C'est tout ce que je sais.
[Tous les témoins s'accordent en ce qui suit.]
Nous n'avons jamais rien observé nous permettant de conjecturer que Jeanne se fît gloire d'aucune de ses louables actions. Loin de là: elle rapportait tout à Dieu, Autant qu'il lui était possible, elle résistait au peuple pour empêcher qu'on l'honorât ou la glorifiât. Elle préférait être seule et en un lieu solitaire que de se trouver en société avec les hommes, hors quand il en était besoin dans le fait de la guerre. Quant à ses moeurs, voilà ce que nous, avons à dire: nous fréquentions souvent Jeanne à Orléans et jamais nous n'avons vu en elle chose répréhensible. Nous n'y avons trouvé qu'humilité, simplicité, chasteté, dévotion à Dieu et à l'Église. C'était grande consolation d'avoir commerce avec elle.
La nuit je couchais seule avec Jeanne. Je n'ai jamais remarqué en elle rien de mal, ni dans ses paroles ni dans ses actes. Tout y était simplicité, humilité, chasteté. C'était sa coutume de se confesser souvent... D'habitude, avant d'aller à un assaut, Jeanne ne manquait pas de se confesser et de communier après avoir entendu la messe.
1. Elle avait neuf ans, dix ans tout au plus en 1429.
Voici une chose que je me souviens d'avoir vue et ouïe. Un jour, un seigneur marchant en pleine rue se mit à jurer honteusement et à, renier Dieu. Jeanne fut témoin et entendit tout. Cela la troubla fort. S'étant aussitôt avancée vers le seigneur qui jurait, elle le prit par le cou et lui dit: Ah! maître, osez-vous renier notre Sire et notre Maître? En nom Dieu, vous vous en dédirez avant que je parte d'ici. Aussi pressé, le seigneur se repentit et s'amenda. Voilà ce que j'ai vu. Je ne sais rien de plus.
Je n'ai rien à ajouter aux précédents témoins, sauf que j'ai vu Jeanne, pendant la messe, verser des larmes en abondance au moment de l'élévation. Je me souviens parfaitement qu'elle amenait les hommes d'armes à confesser leurs péchés. Moi qui parle, j'ai vu La Hire se confesser à son instigation et par son conseil. Plusieurs autres de sa société firent de même.

- **CONSIGNE 1**: D'après les témoignages sur Jeanne, que faisait-elle d'habitude avant d'aller à un assaut ?
- **CONSIGNE 2**: Prolongez les témoignages sur Jeanne à partir de leur dernière phrase.

- **DONNÉES BRUTES**:
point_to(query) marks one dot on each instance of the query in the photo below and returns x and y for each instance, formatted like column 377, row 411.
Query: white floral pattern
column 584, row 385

- **RÉSULTAT 1**: Elle se confessait et communiait après avoir entendu la messe.

- **RÉSULTAT 2**:
Le matin du jour où la bastille du Pont fut prise, Jeanne étant dans la maison de son hôte [Jacques Bouchier], on lui apporta une alose. A cette vue elle dit à son hôte: «Gardez-la jusqu'au soir, parce que je vous amènerai ce soir un godon et repasserai par-dessus le pont.»
...Sur le propos tenu par Jeanne le jour où la bastille du Pont fut prise, je ne puis que confirmer la déposition de ma femme.
...J'ajouterai que j'ai ouï dire par le sire de Gaucourt et par d'autres capitaines que Jeanne était fort docte au métier des armes. Tous s'étonnaient de son habileté.
...Voici une chose dont j'ai été témoin. Jeanne était au siège de Saint-Pierre-le-Moustier. Quand la ville fut prise d'assaut, les hommes d'armes s'apprêtèrent à piller l'église et à enlever les vases et autres objets précieux; mais Jeanne s'y opposa avec une virile énergie, et par ses défenses elle réussit à empêcher qu'on ne touchât à rien.
Je n'ai connu la Pucelle qu'au temps du siège d'Orléans, Elle fut logée en cette ville chez Jean Bouchier. J'ai bien souvenir qu'un jour, après dîner, - ce fut le jour où la bastille de Saint-Loup fut prise, - Jeanne qui dormait s'éveilla tout à coup et dit: «En nom Dieu, nos gens ont bien à besoigner. Apportez mes armes et amenez mon cheval.»
On disait que Jeanne était aussi experte que possible dans l'art d'ordonner une armée en bataille, et que même un capitaine nourri et élevé dans la guerre n'aurait
su montrer tant d'habileté: de quoi les capitaines étaient singulièrement émerveillés... En tout, hors le fait de la guerre, elle était si simple que c'était merveille...
Je l'ai vue (Jeanne) aux assauts faits contre les bastilles de Saint-Loup, des Augustins, de Saint-Jean-le-Blanc et du Pont. Dans tous ces assauts elle fut si valeureuse et se comporta en telle manière qu'il ne serait pas possible à homme quelconque d'avoir meilleure attitude dans le fait de la guerre. Tous les capitaines s'émerveillaient de sa vaillance et de son activité et des peines et labeurs qu'elle supportait.
Dans le fait de la guerre, pour conduire et disposer les troupes, pour ordonner la bataille et animer les soldats, elle se comportait comme si elle eût été le plus habile capitaine du monde, de tout temps formé à la guerre.
Déposition de demoiselle Marguerite la Touroulde, veuve de maître René de Bouligny conseiller du roi.
Quand Jeanne arriva à Chinon, j'étais à Bourges où était la reine.
En ce temps-là il y avait dans ce royaume, et notamment dans les parties restées sous l'obédience du roi, une si grande calamité et pénurie d'argent que c'était pitié. Tous les sujets du roi étaient comme désespérés. Je sais bien ce qui en est, car alors mon mari était receveur général et se trouvait n'avoir que quatre écus
tant de l'argent du roi que de son propre argent. Les Anglais assiégeaient Orléans; il n'y avait aucun moyen d'y porter secours.
En cette calamité Jeanne parut. C'est ma ferme croyance qu'elle vint de la part de Dieu. Il l'envoya pour relever le roi et les Français demeurés fidèles au roi. A cette heure on ne pouvait rien espérer que de Dieu.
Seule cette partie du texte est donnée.